• _Provided material_
* * *
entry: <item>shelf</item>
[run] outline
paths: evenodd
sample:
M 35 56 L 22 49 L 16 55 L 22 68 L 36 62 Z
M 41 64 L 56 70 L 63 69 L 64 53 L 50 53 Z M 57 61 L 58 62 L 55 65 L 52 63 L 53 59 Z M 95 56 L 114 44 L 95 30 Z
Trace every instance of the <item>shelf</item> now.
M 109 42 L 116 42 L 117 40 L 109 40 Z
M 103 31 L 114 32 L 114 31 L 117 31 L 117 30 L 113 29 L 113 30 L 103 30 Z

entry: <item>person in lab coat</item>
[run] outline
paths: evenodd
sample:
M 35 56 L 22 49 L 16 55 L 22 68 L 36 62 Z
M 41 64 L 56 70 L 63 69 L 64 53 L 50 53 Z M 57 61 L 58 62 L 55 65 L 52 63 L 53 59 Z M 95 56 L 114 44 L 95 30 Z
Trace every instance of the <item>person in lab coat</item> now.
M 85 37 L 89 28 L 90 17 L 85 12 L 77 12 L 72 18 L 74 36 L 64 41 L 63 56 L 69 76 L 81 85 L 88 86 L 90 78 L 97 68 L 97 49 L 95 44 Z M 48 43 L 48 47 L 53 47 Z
* * *
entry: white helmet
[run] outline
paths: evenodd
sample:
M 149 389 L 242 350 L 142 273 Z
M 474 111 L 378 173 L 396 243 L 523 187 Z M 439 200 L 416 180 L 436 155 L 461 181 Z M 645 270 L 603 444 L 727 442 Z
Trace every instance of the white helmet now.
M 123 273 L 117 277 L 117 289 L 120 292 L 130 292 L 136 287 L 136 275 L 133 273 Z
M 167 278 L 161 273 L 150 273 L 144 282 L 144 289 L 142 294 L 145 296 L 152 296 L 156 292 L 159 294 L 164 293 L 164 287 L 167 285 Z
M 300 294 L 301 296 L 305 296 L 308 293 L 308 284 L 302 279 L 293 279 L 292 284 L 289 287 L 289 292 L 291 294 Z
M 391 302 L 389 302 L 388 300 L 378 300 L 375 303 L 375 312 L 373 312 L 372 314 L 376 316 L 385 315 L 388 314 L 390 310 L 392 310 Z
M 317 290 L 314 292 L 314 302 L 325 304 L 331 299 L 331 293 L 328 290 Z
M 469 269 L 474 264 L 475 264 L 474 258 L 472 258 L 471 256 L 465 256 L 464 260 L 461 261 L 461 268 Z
* * *
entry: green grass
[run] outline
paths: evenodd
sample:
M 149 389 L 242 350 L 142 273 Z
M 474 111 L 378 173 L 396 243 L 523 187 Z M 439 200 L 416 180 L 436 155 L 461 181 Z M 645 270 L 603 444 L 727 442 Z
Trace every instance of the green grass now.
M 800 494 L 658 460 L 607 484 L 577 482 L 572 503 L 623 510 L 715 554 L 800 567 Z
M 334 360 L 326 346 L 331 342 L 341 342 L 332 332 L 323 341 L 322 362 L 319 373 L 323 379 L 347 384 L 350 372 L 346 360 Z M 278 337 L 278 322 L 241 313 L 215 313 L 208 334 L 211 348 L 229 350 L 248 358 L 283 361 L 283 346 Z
* * *
• _Exercise_
Go through the data and gather every line that holds "entry".

• _Reply_
entry: <item>shelf</item>
entry: <item>person in lab coat</item>
entry: white helmet
entry: green grass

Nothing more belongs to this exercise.